■ Dataset records ■
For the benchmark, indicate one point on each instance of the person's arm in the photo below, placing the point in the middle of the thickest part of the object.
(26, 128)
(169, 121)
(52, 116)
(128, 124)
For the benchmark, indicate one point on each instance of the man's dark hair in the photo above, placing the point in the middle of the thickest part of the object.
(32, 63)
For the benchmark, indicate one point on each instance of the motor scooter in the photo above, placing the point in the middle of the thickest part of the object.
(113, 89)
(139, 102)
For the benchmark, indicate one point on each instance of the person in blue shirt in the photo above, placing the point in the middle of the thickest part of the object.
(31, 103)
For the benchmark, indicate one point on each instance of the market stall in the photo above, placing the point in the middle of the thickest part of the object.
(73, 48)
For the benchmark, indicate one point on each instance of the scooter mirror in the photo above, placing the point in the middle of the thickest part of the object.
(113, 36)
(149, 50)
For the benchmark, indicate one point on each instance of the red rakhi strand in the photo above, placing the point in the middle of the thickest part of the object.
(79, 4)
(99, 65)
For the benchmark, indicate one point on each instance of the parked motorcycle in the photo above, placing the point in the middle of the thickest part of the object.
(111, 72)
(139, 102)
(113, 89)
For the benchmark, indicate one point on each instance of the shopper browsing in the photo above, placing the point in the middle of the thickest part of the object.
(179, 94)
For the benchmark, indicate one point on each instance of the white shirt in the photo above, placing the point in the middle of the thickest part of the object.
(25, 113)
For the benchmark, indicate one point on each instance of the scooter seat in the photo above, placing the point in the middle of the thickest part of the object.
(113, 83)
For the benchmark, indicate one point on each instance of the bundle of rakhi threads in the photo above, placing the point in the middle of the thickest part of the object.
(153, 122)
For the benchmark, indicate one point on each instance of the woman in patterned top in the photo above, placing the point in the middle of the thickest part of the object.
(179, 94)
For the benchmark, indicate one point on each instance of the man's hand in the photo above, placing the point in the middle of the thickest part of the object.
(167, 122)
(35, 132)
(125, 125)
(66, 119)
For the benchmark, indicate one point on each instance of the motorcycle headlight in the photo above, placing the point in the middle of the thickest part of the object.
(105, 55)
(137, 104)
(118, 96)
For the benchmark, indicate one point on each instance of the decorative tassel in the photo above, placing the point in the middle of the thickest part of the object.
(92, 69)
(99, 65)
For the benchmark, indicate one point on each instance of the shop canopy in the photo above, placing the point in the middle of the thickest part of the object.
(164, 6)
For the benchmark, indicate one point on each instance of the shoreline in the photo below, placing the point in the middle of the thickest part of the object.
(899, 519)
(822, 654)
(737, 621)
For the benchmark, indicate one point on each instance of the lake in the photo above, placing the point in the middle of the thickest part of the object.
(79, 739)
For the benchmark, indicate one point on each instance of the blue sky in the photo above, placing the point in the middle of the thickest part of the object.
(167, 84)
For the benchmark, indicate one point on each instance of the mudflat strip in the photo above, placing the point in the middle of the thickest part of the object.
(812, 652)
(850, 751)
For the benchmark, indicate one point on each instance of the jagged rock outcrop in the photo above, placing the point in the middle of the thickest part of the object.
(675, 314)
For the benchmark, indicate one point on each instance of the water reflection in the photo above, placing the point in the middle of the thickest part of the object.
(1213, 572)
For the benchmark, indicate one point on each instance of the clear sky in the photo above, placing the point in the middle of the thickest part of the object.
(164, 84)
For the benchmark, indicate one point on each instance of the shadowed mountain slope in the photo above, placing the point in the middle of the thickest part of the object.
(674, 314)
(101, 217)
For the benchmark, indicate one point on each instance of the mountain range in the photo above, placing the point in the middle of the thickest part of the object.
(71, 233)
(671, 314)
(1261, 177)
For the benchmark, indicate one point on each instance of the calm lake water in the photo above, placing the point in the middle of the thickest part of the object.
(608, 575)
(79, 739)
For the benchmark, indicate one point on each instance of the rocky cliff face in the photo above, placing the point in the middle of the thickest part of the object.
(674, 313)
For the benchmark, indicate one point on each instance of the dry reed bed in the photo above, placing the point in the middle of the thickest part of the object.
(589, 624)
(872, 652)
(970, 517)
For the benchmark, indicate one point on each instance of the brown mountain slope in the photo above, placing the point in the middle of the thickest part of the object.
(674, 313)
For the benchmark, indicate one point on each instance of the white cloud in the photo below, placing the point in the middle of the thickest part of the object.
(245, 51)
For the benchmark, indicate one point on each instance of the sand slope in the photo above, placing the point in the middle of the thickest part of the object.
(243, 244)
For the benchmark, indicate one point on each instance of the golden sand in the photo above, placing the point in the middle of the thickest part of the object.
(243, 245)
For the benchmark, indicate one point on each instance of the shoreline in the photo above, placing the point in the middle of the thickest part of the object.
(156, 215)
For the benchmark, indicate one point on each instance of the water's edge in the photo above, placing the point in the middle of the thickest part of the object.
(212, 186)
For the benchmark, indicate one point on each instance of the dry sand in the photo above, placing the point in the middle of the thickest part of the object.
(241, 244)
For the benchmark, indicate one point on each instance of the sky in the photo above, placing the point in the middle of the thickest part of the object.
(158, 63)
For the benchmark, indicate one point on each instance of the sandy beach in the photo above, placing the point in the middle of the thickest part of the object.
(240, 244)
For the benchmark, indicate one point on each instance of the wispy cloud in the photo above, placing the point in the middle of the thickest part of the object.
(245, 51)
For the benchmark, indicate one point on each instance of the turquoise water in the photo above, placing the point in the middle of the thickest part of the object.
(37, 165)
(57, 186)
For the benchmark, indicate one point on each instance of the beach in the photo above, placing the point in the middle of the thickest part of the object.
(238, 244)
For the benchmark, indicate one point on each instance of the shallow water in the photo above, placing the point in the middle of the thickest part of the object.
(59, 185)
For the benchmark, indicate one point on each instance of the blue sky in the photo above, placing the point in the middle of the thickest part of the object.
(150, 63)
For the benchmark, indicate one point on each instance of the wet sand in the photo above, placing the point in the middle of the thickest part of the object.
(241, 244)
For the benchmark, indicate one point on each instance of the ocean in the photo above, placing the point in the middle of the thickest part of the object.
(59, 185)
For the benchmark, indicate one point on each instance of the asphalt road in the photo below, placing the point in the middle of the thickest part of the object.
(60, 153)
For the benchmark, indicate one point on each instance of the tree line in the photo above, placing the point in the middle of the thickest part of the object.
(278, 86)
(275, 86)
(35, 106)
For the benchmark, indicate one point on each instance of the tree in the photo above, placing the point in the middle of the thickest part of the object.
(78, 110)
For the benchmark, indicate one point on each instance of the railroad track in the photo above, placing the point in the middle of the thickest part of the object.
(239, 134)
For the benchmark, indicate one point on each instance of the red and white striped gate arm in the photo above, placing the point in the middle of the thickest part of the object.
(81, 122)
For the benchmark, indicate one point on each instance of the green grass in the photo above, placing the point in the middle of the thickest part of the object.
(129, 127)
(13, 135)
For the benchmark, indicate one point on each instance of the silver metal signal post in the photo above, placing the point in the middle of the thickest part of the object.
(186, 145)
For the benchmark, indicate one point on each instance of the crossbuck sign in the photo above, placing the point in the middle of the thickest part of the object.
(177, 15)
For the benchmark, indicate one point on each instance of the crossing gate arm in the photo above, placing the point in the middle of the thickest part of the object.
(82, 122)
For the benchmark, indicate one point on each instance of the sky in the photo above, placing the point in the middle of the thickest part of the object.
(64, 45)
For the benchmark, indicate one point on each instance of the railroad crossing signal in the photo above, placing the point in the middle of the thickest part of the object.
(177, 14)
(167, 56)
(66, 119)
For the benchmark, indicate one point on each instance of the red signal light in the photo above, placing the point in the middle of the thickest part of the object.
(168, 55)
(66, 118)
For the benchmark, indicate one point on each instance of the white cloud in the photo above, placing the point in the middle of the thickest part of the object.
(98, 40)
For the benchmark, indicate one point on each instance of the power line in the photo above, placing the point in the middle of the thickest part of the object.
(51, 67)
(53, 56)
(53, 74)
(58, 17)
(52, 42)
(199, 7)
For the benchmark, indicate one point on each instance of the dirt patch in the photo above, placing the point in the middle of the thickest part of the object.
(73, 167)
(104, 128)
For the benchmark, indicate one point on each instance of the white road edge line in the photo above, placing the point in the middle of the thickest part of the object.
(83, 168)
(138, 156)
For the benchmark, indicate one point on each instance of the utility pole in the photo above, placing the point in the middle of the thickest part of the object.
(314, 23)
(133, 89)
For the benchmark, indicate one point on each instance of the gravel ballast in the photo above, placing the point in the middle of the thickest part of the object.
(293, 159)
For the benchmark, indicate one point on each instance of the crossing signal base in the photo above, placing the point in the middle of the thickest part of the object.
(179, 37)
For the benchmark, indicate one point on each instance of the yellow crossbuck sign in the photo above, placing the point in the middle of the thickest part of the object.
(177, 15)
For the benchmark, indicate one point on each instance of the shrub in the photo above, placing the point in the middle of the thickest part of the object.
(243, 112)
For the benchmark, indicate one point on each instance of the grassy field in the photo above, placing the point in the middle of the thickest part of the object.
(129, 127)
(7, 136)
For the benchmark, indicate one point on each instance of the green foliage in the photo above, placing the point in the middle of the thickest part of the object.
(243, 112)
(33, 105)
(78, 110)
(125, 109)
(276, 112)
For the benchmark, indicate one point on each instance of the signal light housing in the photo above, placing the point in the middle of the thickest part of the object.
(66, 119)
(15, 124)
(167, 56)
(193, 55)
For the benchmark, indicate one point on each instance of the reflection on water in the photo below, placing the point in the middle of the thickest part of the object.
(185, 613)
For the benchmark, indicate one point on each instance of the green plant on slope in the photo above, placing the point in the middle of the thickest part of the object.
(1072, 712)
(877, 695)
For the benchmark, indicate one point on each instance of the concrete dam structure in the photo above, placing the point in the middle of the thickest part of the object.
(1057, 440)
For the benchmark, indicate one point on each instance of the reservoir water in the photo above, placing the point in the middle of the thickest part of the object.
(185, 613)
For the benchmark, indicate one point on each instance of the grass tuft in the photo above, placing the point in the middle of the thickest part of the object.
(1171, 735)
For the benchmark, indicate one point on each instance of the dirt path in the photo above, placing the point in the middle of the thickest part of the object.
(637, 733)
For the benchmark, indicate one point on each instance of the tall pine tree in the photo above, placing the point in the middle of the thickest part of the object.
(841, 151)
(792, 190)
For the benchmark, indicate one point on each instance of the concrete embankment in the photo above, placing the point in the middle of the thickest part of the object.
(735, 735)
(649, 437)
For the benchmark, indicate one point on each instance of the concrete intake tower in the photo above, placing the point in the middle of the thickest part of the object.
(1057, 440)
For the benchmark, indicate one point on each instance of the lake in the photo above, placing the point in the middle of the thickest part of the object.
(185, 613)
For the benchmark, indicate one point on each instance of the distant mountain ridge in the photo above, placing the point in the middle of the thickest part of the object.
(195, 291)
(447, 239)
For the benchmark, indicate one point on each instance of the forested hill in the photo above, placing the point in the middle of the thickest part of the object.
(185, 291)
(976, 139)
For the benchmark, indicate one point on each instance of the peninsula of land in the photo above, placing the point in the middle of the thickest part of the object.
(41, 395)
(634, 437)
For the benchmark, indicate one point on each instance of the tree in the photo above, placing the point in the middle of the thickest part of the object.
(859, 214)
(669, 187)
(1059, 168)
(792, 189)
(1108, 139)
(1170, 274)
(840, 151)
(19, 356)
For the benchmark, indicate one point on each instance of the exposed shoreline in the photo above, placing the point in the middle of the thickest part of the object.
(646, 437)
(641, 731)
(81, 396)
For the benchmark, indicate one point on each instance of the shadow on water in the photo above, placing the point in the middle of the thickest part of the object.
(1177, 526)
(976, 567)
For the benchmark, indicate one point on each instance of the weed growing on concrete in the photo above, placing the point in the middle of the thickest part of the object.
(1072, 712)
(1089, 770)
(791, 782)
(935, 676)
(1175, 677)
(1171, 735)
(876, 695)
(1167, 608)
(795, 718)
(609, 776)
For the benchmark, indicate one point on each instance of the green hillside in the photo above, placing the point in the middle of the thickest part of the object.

■ Problem requirements ■
Each line from the one containing "of the exposed" to the end of the listing above should be copied exactly, and nothing else.

■ Solution below ■
For the benchmark, indicate one point on each instance of the exposed shoreline in the photo above, placing the point in the middle of the thickest part of the object.
(646, 437)
(641, 731)
(81, 396)
For the benchmark, indicate one point on each instance of the shadow on water in the photo above, placing the point in the middle of the thickest part of the object.
(1177, 526)
(976, 567)
For the benchmark, indicate one point on each instance of the weed growing on concrete in the photo above, placing the point in the middle of the thickest part of the object.
(1072, 712)
(1089, 770)
(791, 782)
(935, 676)
(1175, 677)
(1171, 735)
(876, 695)
(1167, 608)
(795, 718)
(609, 776)
For the benchmark, indicate one point on each instance of the green hillside in the photo above, placing the point in the middle of the thickest part of the object.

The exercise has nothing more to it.